Please transcribe the listing below in full and word for word, without its pictures.

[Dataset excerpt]

_ _ _

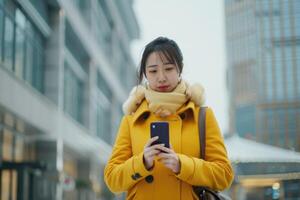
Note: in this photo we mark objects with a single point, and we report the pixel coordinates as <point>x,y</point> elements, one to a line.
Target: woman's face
<point>161,75</point>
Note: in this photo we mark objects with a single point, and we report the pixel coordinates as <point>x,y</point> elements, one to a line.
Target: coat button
<point>149,179</point>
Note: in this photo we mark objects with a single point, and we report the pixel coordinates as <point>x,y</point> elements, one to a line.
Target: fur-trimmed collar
<point>194,92</point>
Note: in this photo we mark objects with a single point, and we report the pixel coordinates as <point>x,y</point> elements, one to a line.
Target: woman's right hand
<point>150,151</point>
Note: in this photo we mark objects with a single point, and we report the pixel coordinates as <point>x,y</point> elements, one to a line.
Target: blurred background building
<point>263,76</point>
<point>65,69</point>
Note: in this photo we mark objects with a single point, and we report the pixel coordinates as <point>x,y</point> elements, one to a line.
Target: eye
<point>152,71</point>
<point>169,68</point>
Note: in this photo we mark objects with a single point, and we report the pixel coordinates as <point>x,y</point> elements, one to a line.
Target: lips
<point>163,88</point>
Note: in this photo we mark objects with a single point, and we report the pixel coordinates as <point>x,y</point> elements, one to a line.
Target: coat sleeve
<point>215,171</point>
<point>123,170</point>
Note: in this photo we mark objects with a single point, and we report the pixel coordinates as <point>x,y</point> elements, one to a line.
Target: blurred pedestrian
<point>147,170</point>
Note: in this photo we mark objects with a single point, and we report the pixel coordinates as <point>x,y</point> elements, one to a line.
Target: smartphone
<point>160,129</point>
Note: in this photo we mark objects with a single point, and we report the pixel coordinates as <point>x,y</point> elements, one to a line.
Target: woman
<point>149,171</point>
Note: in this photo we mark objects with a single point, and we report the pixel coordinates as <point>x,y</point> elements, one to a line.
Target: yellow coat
<point>125,170</point>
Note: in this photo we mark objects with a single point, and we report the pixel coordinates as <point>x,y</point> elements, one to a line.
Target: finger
<point>152,153</point>
<point>156,146</point>
<point>148,144</point>
<point>165,149</point>
<point>164,155</point>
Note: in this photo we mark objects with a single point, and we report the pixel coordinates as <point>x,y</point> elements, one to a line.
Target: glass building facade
<point>263,79</point>
<point>263,70</point>
<point>65,70</point>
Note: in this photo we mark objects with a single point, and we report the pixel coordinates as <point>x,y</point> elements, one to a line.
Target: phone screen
<point>160,129</point>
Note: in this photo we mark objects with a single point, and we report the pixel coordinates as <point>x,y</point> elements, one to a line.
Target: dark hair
<point>165,47</point>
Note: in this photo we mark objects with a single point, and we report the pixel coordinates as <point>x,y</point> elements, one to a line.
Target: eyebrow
<point>152,66</point>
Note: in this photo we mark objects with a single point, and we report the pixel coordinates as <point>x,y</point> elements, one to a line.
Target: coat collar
<point>144,111</point>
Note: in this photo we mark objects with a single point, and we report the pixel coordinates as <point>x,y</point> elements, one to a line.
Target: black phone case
<point>160,129</point>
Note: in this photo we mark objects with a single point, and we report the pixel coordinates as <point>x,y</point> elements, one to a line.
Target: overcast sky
<point>198,28</point>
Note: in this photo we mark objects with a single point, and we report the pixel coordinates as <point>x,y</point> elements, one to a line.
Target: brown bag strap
<point>202,131</point>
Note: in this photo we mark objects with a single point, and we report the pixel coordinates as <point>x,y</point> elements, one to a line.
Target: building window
<point>104,118</point>
<point>21,46</point>
<point>8,43</point>
<point>73,94</point>
<point>104,123</point>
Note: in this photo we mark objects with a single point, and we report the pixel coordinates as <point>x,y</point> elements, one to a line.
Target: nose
<point>161,76</point>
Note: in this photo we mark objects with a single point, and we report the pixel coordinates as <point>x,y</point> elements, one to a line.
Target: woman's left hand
<point>169,158</point>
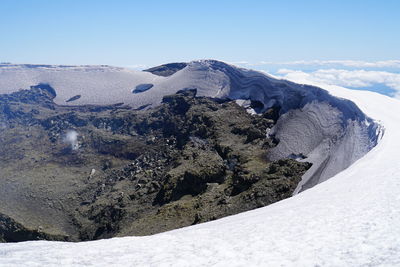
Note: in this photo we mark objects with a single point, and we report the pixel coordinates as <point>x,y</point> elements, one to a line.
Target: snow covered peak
<point>331,132</point>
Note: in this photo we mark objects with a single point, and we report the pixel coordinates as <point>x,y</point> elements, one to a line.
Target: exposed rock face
<point>132,172</point>
<point>167,69</point>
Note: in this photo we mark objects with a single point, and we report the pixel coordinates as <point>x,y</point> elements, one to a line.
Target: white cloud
<point>328,63</point>
<point>346,78</point>
<point>348,63</point>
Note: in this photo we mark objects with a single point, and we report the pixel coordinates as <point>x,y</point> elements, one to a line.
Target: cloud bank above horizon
<point>378,76</point>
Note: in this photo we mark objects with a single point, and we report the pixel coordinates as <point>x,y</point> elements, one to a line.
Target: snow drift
<point>350,220</point>
<point>330,132</point>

_ _ _

== RESULT BELOW ==
Note: in this photo we mark objects with a single point, and we report the pixel coordinates as <point>x,y</point> elements, one to a line.
Target: woman's face
<point>161,75</point>
Note: in this photo we mark objects with a single point, and we report the pixel coordinates as <point>x,y</point> elements, one to a line.
Target: coat button
<point>149,179</point>
Note: in this photo we mark objects with a single point, and we report the pixel coordinates as <point>x,y</point> elements, one to a line.
Target: fur-trimmed collar
<point>194,92</point>
Note: in this photo we mark objects with a single point, and we report the pixel coordinates as <point>x,y</point> elements, one to a line.
Target: woman's right hand
<point>150,151</point>
Note: in this photo we mark objects with a single point, and we report the pixel coordinates as <point>x,y</point> elements, one to a line.
Target: blurred background building
<point>263,76</point>
<point>65,69</point>
Note: in this photo we mark objects with a single point, and we report the pixel coordinates as <point>x,y</point> elements, one to a line.
Target: eye
<point>152,71</point>
<point>169,68</point>
Note: in this photo we mark objects with a single point, and we report the pixel coordinates as <point>x,y</point> elements, one to a line.
Target: lips
<point>163,88</point>
Note: in this photo we mark objects with a single point, and we report the pixel coordinates as <point>x,y</point> elements, one to a line.
Target: coat sleeve
<point>215,171</point>
<point>123,170</point>
Note: in this photo we mark objects with a single point, and we report the pixel coordinates as <point>x,y</point> elements, one to a line.
Target: blurred pedestrian
<point>147,170</point>
Note: in this photo we mark objects with a single point, and we report the pixel coordinates as <point>x,y</point> elements, one to a line.
Target: smartphone
<point>160,129</point>
Note: in this photo we mark objects with a single point, and we report the pixel coordinates as <point>x,y</point> elements, one to a line.
Target: woman
<point>149,171</point>
Note: in this photo we mark objects with a single point, and we report the pixel coordinates as <point>x,y</point> elements, one to a line.
Target: yellow coat
<point>125,170</point>
Note: in this photo we mark objects with a single point, and we report the pixel coordinates as <point>x,y</point> elements, one to a line.
Target: finger
<point>152,153</point>
<point>156,146</point>
<point>148,144</point>
<point>165,149</point>
<point>164,155</point>
Note: in this photo we mark objects with a single point, and we report the pixel coordinates as <point>x,y</point> elements, one to a line.
Target: glass building facade
<point>263,79</point>
<point>263,70</point>
<point>65,70</point>
Note: in this photo we mark objects with a single point, and we report the pixel coordinates as <point>x,y</point> elements, one to a line.
Target: phone screen
<point>160,129</point>
Note: in this photo we mark objects with a single point, and we report the pixel coordinates as <point>x,y</point> elements, one to a line.
Target: dark hair
<point>165,47</point>
Note: in this photo we mark objects with a single point, and we report the pixel coordinates as <point>x,y</point> elements, one to a line.
Target: eyebrow
<point>152,66</point>
Note: in this photo we mark objects with a single point, and we report the pixel coordinates as <point>x,y</point> elements, one to a line.
Target: coat collar
<point>144,111</point>
Note: in this photo we mark objects with a single point, and we report the pixel coordinates as <point>x,y</point> elements, one to a line.
Target: black phone case
<point>160,129</point>
Note: in this photo we mark objects with a single point, and we report the pixel coordinates as <point>x,y</point> elements, one to a line.
Target: overcast sky
<point>198,28</point>
Note: in this photo we mark objects with a single point, and we report the pixel coordinates as <point>x,y</point> elements, one to a line.
Target: brown bag strap
<point>202,131</point>
Note: in this photo we mark objects with a single point, and we report the pixel coordinates as <point>x,y</point> elements, one to a line.
Target: building window
<point>104,118</point>
<point>21,46</point>
<point>8,43</point>
<point>73,94</point>
<point>104,123</point>
Note: in this photo we mark objects with a single point, and we report the pixel coordinates as <point>x,y</point> elements, one to a line.
Target: nose
<point>161,76</point>
Note: in this photo we mark objects with a single point, and we report the pixel coordinates as <point>x,y</point> elements, one to a line.
Target: woman's left hand
<point>169,158</point>
Note: in this photo we mark objects with a single point, and we report the pixel coordinates as <point>x,y</point> elements, one to a line.
Target: snow covered peak
<point>331,132</point>
Note: in this photo we mark objects with a single point, and we report the pixel coordinates as <point>x,y</point> elements, one to a line.
Target: exposed rock face
<point>132,172</point>
<point>167,69</point>
Note: in this photo we mark objects with a single point, and we report the pixel coordinates as <point>x,y</point> elements, one to a line.
Target: white cloud
<point>328,63</point>
<point>346,78</point>
<point>348,63</point>
Note: in this photo we mark objects with a single point, and we report the pixel coordinates as <point>x,y</point> elements, one to a line.
Target: cloud bank above horizon
<point>378,76</point>
Note: in this photo we mark objects with a single point, and we report the pixel coordinates as <point>x,y</point> elements, one to a line.
Target: snow drift
<point>350,220</point>
<point>330,132</point>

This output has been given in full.